### FRAGMENT
====

5.2.3 Bijbehorende bouwwerken bij bedrijfswoningen
Voor het bouwen van bijbehorende bouwwerken, met uitzondering van overkappingen, gelden de volgende regels:
-
a. bijbehorende bouwwerken zijn binnen het bouwvlak en het achtererfgebied toegestaan;
-
b. de totale oppervlakte van bijbehorende bouwwerken bedraagt per hoofdgebouw:
Oppervlakte bouwpercelen
|
Maximale gezamenlijke oppervlakte bijbehorende bouwwerken
|
tot en met 500 m²
|
50 m², mits het bouwperceel, gelegen buiten het bouwvlak, voor niet meer dan 50% is dan wel wordt bebouwd.
|
meer dan 500 m²
|
80 m², mits het bouwperceel, gelegen buiten het bouwvlak, voor niet meer dan 50% is dan wel wordt bebouwd
|
-
c. de maximum goothoogte bedraagt 3 meter;
-
d. de maximum bouwhoogte bedraagt 5,5 meter;
-
e. de maximum diepte van erkers bedraagt 1,5 meter;
-
f. indien bijbehorende bouwwerken niet in de zijdelingse perceelsgrens worden gebouwd, dient de afstand tot de zijdelingse perceelsgrens minimaal 1 meter te bedragen;
-
g. aan de zijde(n) waar een bijbehorend bouwwerk niet aan een ander gebouwd wordt aangebouwd, dient de afstand tussen de gebouwen minimaal 1 meter te bedragen.
5.2.4 Overkappingen
Voor het bouwen van overkappingen gelden de volgende regels:
-
a. overkappingen zijn binnen het gehele bouwperceel toegestaan;
-
b. de maximum bouwhoogte bedraagt 3 meter;
-
c. de bebouwde oppervlakte mag niet meer dan 20 m² bedragen, mits het bouwperceel gelegen buiten het bouwvlak voor niet meer dan 50% is dan wel wordt bebouwd.
5.2.5 Bouwwerken, geen gebouwen zijnde
Voor het bouwen van bouwwerken, geen gebouwen zijnde, gelden de volgende regels:
-
a. bouwwerken, geen gebouwen zijnde, mogen worden gebouwd binnen het bouwperceel;
-
b. de maximale bouwhoogte van terreinafscheidingen bedraagt maximaal 2 meter;
-
c. de maximale bouwhoogte van vlaggenmasten bedraagt 8 meter. Per bedrijf is maximaal 1 vlaggenmast toegestaan;
-
d. de maximale bouwhoogte van overige bouwwerken, geen gebouwen zijnde, bedraagt 3 meter;
-
e. het maximale bebouwingspercentage bedraagt 50% berekend over het bouwperceel voorzover gelegen buiten het bouwvlak;
-
f. de maximale bouwhoogte van beschoeiing, daaronder begrepen golfbrekers, bedraagt 1 meter, gemeten vanaf de waterlijn.

====

### GEGEVENS
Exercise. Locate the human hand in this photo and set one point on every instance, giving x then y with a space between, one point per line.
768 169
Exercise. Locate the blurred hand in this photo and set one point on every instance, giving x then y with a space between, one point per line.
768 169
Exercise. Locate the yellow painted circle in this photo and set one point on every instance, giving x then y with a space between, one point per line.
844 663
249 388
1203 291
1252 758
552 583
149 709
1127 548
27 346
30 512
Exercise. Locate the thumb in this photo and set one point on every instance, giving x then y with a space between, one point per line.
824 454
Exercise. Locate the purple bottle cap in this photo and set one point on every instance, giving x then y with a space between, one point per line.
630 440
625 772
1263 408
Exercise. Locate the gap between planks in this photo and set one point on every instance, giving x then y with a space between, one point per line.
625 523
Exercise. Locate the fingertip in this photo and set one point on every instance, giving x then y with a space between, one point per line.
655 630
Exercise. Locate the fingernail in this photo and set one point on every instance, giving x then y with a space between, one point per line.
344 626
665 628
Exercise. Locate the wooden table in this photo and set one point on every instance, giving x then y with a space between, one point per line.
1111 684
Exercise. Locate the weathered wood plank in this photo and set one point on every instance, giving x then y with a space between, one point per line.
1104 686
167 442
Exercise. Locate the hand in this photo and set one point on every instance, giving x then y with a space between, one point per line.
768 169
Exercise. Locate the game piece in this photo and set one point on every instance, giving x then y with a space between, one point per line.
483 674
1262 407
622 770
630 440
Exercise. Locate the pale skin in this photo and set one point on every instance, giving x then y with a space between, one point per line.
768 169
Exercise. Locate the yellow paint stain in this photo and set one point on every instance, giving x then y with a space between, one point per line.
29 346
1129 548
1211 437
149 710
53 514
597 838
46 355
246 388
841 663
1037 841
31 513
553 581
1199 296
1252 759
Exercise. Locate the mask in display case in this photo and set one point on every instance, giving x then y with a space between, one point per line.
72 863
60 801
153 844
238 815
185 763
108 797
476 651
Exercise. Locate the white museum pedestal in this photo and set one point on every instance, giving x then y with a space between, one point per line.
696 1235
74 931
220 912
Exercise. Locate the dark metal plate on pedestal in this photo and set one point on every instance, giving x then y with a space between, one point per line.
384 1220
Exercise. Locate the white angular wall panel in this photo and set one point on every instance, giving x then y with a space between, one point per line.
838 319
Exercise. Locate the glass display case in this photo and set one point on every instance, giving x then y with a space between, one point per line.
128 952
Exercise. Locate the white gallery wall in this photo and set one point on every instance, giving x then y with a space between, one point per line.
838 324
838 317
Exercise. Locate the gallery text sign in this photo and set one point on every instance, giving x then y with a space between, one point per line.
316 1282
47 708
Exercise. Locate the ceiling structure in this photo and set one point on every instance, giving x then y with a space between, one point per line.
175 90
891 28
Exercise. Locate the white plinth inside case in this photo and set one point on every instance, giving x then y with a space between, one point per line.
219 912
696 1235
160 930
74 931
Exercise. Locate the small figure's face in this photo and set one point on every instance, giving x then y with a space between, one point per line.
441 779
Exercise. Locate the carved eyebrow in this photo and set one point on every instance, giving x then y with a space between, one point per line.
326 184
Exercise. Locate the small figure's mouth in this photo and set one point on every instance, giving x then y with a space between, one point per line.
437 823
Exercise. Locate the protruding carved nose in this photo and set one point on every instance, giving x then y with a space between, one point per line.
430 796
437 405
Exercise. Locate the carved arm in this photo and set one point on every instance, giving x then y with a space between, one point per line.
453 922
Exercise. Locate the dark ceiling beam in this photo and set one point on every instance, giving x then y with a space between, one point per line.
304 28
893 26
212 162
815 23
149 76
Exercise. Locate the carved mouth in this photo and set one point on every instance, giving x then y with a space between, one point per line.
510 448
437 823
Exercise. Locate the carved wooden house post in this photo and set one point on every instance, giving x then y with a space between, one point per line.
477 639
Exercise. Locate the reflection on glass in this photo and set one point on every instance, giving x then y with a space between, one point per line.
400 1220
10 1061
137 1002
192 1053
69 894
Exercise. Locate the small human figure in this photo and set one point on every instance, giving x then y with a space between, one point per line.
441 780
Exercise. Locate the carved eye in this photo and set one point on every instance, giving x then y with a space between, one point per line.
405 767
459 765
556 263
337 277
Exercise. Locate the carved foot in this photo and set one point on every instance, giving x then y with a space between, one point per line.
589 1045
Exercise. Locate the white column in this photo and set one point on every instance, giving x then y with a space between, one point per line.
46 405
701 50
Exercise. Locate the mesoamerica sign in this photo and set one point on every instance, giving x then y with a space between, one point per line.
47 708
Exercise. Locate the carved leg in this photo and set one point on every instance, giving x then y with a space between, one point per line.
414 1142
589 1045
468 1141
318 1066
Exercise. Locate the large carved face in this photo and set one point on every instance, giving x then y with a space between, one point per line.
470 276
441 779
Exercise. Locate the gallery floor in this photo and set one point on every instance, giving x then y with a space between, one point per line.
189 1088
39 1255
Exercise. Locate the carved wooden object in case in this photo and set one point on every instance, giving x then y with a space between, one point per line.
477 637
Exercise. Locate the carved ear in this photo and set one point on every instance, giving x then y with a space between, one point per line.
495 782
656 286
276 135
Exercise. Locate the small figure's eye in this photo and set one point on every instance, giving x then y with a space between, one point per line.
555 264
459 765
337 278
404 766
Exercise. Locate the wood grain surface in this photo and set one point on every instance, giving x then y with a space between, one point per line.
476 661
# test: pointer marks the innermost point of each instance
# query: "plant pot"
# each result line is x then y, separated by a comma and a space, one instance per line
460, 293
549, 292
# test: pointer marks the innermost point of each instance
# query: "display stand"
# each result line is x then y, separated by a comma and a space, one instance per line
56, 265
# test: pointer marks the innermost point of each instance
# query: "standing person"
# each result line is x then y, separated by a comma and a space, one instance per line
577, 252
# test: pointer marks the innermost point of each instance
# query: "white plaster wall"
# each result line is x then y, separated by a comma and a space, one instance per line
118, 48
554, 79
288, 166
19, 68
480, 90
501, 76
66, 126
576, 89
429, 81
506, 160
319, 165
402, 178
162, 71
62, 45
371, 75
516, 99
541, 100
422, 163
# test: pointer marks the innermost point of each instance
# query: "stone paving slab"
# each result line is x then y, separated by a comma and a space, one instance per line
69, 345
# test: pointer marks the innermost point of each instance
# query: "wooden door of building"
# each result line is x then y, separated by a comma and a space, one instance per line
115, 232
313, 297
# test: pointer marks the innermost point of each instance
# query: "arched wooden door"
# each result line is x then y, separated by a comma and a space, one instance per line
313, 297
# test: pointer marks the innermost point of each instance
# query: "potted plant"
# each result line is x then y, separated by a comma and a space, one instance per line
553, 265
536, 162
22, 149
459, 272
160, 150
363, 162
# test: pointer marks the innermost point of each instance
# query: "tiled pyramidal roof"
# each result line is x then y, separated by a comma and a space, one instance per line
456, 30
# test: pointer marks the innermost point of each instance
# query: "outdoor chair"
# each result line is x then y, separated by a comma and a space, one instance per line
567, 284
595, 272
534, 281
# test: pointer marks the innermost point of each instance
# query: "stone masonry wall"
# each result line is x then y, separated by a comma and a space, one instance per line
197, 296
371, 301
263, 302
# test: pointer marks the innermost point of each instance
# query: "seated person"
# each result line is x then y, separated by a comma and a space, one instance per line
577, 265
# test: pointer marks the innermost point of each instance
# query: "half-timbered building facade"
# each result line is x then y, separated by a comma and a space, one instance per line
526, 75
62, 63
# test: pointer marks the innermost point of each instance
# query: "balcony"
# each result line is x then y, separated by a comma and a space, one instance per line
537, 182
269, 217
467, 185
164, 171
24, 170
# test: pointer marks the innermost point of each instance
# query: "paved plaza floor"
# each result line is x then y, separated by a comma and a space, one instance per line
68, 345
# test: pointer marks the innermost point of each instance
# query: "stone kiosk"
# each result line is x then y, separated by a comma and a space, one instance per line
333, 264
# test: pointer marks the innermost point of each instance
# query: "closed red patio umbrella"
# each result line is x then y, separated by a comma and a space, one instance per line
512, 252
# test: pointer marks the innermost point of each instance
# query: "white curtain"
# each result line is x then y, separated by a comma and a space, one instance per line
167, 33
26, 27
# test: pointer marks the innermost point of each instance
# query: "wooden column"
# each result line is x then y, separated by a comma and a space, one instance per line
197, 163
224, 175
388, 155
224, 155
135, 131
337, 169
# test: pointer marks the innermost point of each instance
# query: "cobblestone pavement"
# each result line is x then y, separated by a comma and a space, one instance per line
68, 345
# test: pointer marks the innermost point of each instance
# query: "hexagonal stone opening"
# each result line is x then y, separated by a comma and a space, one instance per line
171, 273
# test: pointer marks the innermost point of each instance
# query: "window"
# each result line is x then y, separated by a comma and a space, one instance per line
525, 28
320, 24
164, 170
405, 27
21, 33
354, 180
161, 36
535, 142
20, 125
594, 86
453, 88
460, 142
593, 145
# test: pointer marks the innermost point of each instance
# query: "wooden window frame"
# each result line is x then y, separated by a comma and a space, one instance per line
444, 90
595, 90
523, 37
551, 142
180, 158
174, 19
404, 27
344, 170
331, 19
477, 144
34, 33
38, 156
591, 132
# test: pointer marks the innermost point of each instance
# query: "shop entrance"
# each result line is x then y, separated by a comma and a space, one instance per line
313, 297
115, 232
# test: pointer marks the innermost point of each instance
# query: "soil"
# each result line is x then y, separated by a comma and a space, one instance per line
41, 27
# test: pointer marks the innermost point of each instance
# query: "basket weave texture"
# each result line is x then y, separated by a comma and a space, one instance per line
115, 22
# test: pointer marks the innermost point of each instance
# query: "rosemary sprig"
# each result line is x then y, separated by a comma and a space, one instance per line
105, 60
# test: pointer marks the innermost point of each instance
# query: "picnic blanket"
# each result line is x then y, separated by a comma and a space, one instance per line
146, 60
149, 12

====

### OPDRACHTEN
1. Klopt elke uitspraak met het fragment? Zeg ja of nee en citeer letterlijk de woorden uit het fragment die dat bepalen.
(a) Een overkapping mag hoogstens 3 meter hoog zijn.
(b) Een bedrijf mag twee vlaggenmasten hebben.
(c) Een erker mag tot 2 meter diep zijn.
2. Vanaf welk punt meet je volgens het fragment de bouwhoogte van beschoeiing?
Het materiaal staat los van het fragment.

### ANTWOORDEN
1.
(a) Ja: "de maximum bouwhoogte bedraagt 3 meter"
(b) Nee: "Per bedrijf is maximaal 1 vlaggenmast toegestaan"
(c) Nee: "de maximum diepte van erkers bedraagt 1,5 meter"

2. Vanaf de waterlijn.